▸ Görev maddesi 1: Çip savaşlarını ele alan metinde "[voiserPlayer]" ifadesinden "sektörünün durumuyla başlayalım." ifadesine kadar uzanan bölümün tamamını aynen aktarın.
▸ Görev maddesi 2: Çip savaşlarını ele alan metne göre Nancy Pelosi, Tayvan ziyaretinde kiminle bir araya geldi?
▸ Görev maddesi 3: Çip sektörünü anlatan metni, son cümlesinden sonra gelecek biçimde sürdürün.

▸ Seçilen metin:
★ ★ ★ ★ ★

[voiserPlayer]
Ekonomos Haftalık Ekonomi ve Finans Bülteni (1-7 Ağustos 2022)
Çip Savaşları Sertleşiyor
ABD Temsilciler Meclisi Başkanı Nancy Pelosi’nin Tayvan’a yaptığı ziyaret dünya gündemini sarstı. Çin’in, Pelosi’nin Tayvan’a gelmesine karşı çıktığı ortamda uçağının vurulması tartışması bile konuşuldu. Çin tarafı bu ziyareti “Tek Çin” ilkesini ve iki ülke arasındaki diplomatik ilişkilerin temelini oluşturan Üç Ortak Bildiri’deki taahhütleri ciddi şekilde ihlal ettiğini belirtti ve yaptırım kararı aldı. Çok konuşulan bu ziyarette Nancy Pelosi, Mark Liu ile de bir araya geldi. Mark Liu, Taiwan Semiconductor Manufacturing Company (TSMC) adlı firmanın CEO’su. Firma çip konusunda önde gelen firmalardan. Ancak firmanın önemine girmeden önce çip sektörünün durumuyla başlayalım.
Çip Nedir, Hangi Alanlarda Kullanılır?
Günümüzde neredeyse tüm dijital elektronik cihazlar, mikroçip olarak da adlandırılan entegre devreler oluşturmak için kritik olan yarı iletkenler tarafından destekleniyor. Çip, üzerine transistörler olarak da adlandırılan devre elemanlarının yerleştirildiği yarı iletken bir metaldir. Bu metallere, elektriği ne tam olarak ilettiği ne de yalıttığı için yarı iletken de deniyor. Akıllı telefonlarımızdan arabalara, bilgisayarlardan buzdolaplarına kadar neredeyse her dijital ürüne giriyor bu yarı iletkenler.

★ ★ ★ ★ ★

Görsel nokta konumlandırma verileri

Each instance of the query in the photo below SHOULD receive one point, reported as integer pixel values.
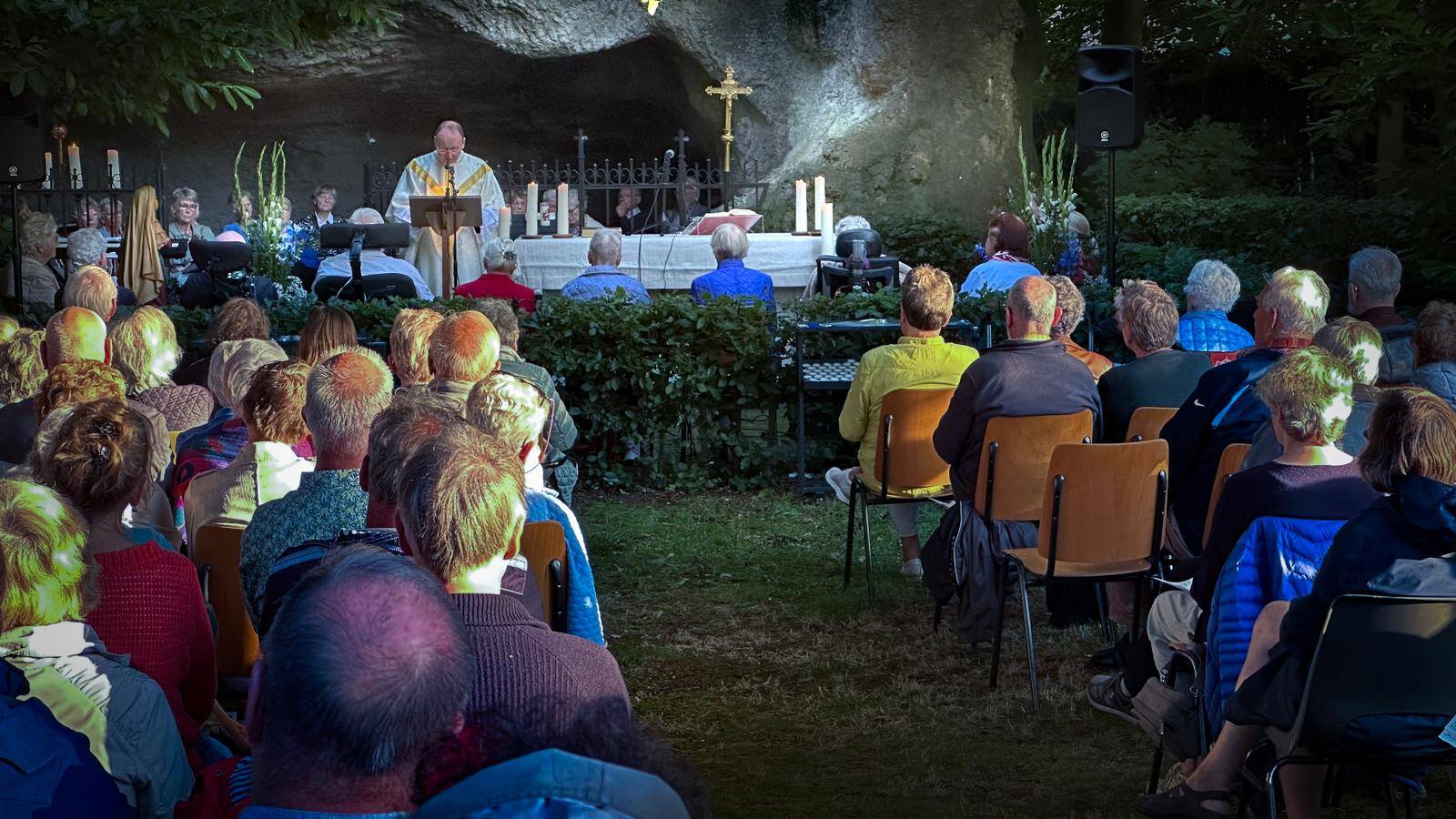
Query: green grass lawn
(794, 697)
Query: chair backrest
(545, 542)
(1016, 455)
(1366, 639)
(1104, 501)
(1148, 421)
(905, 453)
(1229, 462)
(217, 554)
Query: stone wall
(905, 106)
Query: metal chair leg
(1031, 640)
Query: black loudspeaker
(22, 157)
(1110, 106)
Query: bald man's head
(1031, 308)
(465, 347)
(75, 334)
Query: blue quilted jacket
(1274, 560)
(1210, 331)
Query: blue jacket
(1210, 331)
(601, 281)
(733, 278)
(1276, 560)
(582, 614)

★ ★ ★ ★ ★

▸ Sonuç 1:
[voiserPlayer]
Ekonomos Haftalık Ekonomi ve Finans Bülteni (1-7 Ağustos 2022)
Çip Savaşları Sertleşiyor
ABD Temsilciler Meclisi Başkanı Nancy Pelosi’nin Tayvan’a yaptığı ziyaret dünya gündemini sarstı. Çin’in, Pelosi’nin Tayvan’a gelmesine karşı çıktığı ortamda uçağının vurulması tartışması bile konuşuldu. Çin tarafı bu ziyareti “Tek Çin” ilkesini ve iki ülke arasındaki diplomatik ilişkilerin temelini oluşturan Üç Ortak Bildiri’deki taahhütleri ciddi şekilde ihlal ettiğini belirtti ve yaptırım kararı aldı. Çok konuşulan bu ziyarette Nancy Pelosi, Mark Liu ile de bir araya geldi. Mark Liu, Taiwan Semiconductor Manufacturing Company (TSMC) adlı firmanın CEO’su. Firma çip konusunda önde gelen firmalardan. Ancak firmanın önemine girmeden önce çip sektörünün durumuyla başlayalım.

▸ Sonuç 2: TSMC'nin CEO'su Mark Liu ile.

▸ Sonuç 3:
Örneğin bilgisayarlar, eskiden hem kırılgan hem de çok fazla elektrik gerektiren tüplerden yapılıyordu. Fakat tüpler zamanla daha hızlı, ucuz ve verimli olan bu yarı iletkenler ile yer değiştirmeye başladı ve hızla çip kullanımı arttı. Otomotiv sektöründe araç tipi ve segmentine göre değişmekle birlikte ortalama bir binek araçta üç bin civarı çip bulunuyor. Oldukça büyük olan bu sektörde 2020 yılında dünyada 440 milyar dolarlık çip satışı yapıldığı tahmin ediliyor ki Türkiye’nin 2020 yılı milli geliri 720 milyar dolar. Her geçen gün dijital cihazlarda bu çiplerin kullanımının artması da çiplerin üretiminin hayatımızda kritik bir yer kapladığını gösteriyor. Fakat çip üretimi Covid-19 salgını ile birlikte aksaklıklar yaşamaya başladı.
Pandemi Etkisi
2020 yılı başında ortaya çıkan salgınla birlikte otomobillere yönelik genel tüketici talebi oldukça düştü ve bu düşüş 2020’nin ilk yarısına kadar devam etti. Talebin düşmesiyle birlikte otomotiv üreticileri de çip siparişlerini iptal ettiler. Öte yandan, salgın ile birlikte daha fazla insan uzaktan çalışmaya ve evde daha fazla vakit geçirmeye başladı. Bu durum bir yandan bilgisayar ekipmanı, mobil cihazlar ve oyun konsollarına olan talebi artırırken bir yandan da 5G ve bulut tabanlı hizmetler büyümeye başladı.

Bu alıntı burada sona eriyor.